WRITTEN TASK A :: Pull out every line of the records that contains the string "fence", treating uppercase and lowercase as different.

EXCERPT PROVIDED ::
--- BEGIN ---

A cold shower will instantly wake me.


----------



## KillingTroubleShooter (Mar 25, 2015)

When i was going to school (until last year) it took me the whole first class to wake up, so i guess that's about 1:20, considering the time between waking up and getting to school as well. But i didn't sleep right cause i always stayed up 'til late. Nowadays it's like i just skip time and get back to normal, just like in some games (Skyrim and Bully for example).


----------



## MuChApArAdOx (Jan 24, 2011)

Oh gosh, for me it really depends on what I have planned for the day. That said I NEED alone time to sort out my thoughts for the day. I can spring out of bed quickly, however I can't handle a lot of chatter for at least 30 mins, and If there is chatter, make it soft and calm as I can't handle a lot of noise verbally until I'm wide awake.


----------



## Tangled Kite (Apr 16, 2014)

Depends on what you mean by awake. I'm normally pretty functional a few minutes after I wake up. If you're talking about when I feel like I have the most pep-in-my-step I'd say not until around 6:00 p.m. or 12:00 a.m. I might physically live on the east coast of the U.S. but my internal clock runs on China time. I always feel like I'm jet lagged.


----------



## Vanitas (Dec 13, 2009)

2 hours. I arranged my morning routine so I can do them with brain not fully on board.


----------



## ninjahitsawall (Feb 1, 2013)

Tangled Kite said:


> Depends on what you mean by awake. I'm normally pretty functional a few minutes after I wake up. If you're talking about when I feel like I have the most pep-in-my-step I'd say not until around 6:00 p.m. or 12:00 a.m. I might physically live on the east coast of the U.S. but my internal clock runs on China time. I always feel like I'm jet lagged.


I'm the same (including region).


----------

--- END ---

ENTRIES SHOWN ::

--- BEGIN ---

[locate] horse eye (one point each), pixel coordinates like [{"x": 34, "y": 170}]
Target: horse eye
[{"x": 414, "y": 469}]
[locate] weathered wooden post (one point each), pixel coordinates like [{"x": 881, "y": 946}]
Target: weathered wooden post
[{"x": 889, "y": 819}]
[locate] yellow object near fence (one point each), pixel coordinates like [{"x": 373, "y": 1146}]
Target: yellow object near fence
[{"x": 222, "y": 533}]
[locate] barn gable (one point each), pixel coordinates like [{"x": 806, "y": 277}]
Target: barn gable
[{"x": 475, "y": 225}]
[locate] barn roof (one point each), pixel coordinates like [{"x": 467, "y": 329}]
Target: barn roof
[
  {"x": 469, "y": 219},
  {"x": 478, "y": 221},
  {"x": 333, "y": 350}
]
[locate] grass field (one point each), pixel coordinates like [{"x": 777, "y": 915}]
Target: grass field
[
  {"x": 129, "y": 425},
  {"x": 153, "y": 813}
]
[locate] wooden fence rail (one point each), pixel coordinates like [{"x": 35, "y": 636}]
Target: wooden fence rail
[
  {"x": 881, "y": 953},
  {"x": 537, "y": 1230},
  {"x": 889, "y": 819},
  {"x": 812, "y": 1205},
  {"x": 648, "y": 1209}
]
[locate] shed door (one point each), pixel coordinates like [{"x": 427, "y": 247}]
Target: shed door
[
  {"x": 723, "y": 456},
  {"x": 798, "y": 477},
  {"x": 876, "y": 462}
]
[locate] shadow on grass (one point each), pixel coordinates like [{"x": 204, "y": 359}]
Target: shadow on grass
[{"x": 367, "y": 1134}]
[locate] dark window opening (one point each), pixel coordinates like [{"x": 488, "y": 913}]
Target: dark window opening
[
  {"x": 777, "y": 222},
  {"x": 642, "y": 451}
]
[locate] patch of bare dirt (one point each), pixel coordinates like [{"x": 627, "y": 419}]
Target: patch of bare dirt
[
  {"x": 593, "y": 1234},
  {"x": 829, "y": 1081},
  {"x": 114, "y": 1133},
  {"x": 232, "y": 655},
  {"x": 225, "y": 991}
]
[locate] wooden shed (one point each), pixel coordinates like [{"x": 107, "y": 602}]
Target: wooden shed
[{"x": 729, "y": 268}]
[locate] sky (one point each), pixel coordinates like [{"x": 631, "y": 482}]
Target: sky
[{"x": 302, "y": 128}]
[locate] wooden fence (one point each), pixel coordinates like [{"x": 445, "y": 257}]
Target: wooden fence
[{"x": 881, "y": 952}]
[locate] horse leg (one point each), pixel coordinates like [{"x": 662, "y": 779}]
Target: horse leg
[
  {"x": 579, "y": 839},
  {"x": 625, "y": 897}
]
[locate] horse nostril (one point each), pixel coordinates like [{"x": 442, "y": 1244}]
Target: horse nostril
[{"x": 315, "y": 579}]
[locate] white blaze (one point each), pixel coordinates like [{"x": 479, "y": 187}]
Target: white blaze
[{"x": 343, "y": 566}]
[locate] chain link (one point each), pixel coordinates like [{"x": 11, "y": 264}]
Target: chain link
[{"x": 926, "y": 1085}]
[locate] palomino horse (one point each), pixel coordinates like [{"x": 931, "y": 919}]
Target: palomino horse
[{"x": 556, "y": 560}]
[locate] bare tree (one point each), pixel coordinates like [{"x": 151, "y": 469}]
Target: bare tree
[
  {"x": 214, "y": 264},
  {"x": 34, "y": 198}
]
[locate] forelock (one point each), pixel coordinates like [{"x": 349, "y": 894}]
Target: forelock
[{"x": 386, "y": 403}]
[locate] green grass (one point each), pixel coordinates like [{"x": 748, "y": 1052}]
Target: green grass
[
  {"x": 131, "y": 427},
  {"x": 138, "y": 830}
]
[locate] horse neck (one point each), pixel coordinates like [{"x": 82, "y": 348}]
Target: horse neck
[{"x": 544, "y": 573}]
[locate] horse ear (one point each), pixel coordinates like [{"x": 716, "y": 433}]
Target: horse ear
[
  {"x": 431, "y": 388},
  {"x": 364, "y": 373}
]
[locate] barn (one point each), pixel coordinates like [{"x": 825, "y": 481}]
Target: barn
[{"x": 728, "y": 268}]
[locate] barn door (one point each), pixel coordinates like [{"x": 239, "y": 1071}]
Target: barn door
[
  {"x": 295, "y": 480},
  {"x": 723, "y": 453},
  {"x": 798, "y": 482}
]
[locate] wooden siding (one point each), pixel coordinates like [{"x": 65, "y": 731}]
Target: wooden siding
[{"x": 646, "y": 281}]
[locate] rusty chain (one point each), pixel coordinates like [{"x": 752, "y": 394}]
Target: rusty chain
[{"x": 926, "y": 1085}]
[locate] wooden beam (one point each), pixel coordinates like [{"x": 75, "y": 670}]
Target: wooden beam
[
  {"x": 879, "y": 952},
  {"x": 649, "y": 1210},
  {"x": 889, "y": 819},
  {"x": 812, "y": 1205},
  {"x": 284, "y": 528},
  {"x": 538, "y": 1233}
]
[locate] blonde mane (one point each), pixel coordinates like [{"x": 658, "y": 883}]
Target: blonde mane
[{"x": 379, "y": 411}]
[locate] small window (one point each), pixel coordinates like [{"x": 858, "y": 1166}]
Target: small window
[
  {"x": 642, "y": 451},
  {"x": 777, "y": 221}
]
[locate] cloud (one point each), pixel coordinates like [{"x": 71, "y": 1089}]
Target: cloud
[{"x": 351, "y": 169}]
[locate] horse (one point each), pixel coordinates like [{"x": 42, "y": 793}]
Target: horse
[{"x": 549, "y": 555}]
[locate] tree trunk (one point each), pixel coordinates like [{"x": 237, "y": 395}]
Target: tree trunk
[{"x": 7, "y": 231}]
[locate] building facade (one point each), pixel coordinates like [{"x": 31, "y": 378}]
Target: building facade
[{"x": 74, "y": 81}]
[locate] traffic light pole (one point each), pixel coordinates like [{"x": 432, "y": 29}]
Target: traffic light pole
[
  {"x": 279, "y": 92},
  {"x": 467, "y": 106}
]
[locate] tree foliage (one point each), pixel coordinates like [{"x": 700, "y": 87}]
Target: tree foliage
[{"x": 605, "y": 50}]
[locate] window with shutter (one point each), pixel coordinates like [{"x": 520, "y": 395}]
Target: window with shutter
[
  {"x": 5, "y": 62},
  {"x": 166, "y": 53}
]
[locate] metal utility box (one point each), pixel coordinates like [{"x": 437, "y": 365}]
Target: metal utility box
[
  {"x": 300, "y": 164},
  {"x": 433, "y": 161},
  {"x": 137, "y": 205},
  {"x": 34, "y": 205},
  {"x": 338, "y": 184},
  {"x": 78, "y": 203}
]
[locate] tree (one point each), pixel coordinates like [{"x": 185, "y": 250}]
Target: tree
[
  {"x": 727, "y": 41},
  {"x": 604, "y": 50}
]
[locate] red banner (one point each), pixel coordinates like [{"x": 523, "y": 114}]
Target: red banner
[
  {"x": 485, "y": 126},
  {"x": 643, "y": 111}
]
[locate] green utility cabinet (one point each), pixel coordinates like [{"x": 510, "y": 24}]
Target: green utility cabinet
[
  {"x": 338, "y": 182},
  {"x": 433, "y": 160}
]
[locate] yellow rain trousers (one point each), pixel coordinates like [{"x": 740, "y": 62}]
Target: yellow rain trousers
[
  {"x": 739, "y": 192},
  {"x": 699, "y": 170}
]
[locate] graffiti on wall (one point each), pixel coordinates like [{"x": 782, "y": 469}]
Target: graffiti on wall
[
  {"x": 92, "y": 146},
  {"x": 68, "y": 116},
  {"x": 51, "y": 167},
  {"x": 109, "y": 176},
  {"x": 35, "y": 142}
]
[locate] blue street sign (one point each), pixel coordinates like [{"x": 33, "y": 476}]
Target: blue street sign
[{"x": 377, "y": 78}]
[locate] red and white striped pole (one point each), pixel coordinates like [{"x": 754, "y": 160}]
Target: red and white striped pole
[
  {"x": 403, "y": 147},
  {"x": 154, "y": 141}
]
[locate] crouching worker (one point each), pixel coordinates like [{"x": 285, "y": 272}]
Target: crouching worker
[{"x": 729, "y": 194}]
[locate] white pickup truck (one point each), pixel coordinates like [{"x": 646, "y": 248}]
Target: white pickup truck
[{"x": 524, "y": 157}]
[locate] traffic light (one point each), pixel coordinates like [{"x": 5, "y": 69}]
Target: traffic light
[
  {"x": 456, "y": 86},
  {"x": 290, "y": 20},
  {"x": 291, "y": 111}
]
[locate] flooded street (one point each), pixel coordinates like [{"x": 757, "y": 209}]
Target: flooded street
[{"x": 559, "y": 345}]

--- END ---

WRITTEN TASK B :: How would you render the sentence "I'm normally pretty functional a few minutes after I wake up." from the forum thread about waking up in Spanish?

EXERCISE ANSWER A ::
[locate] yellow object near fence (one point each), pixel coordinates like [{"x": 373, "y": 1146}]
Target: yellow object near fence
[locate] wooden fence rail (one point each), pixel coordinates like [{"x": 35, "y": 636}]
Target: wooden fence rail
[locate] wooden fence (one point each), pixel coordinates like [{"x": 445, "y": 257}]
Target: wooden fence

EXERCISE ANSWER B :: Normalmente soy bastante funcional unos minutos después de despertarme.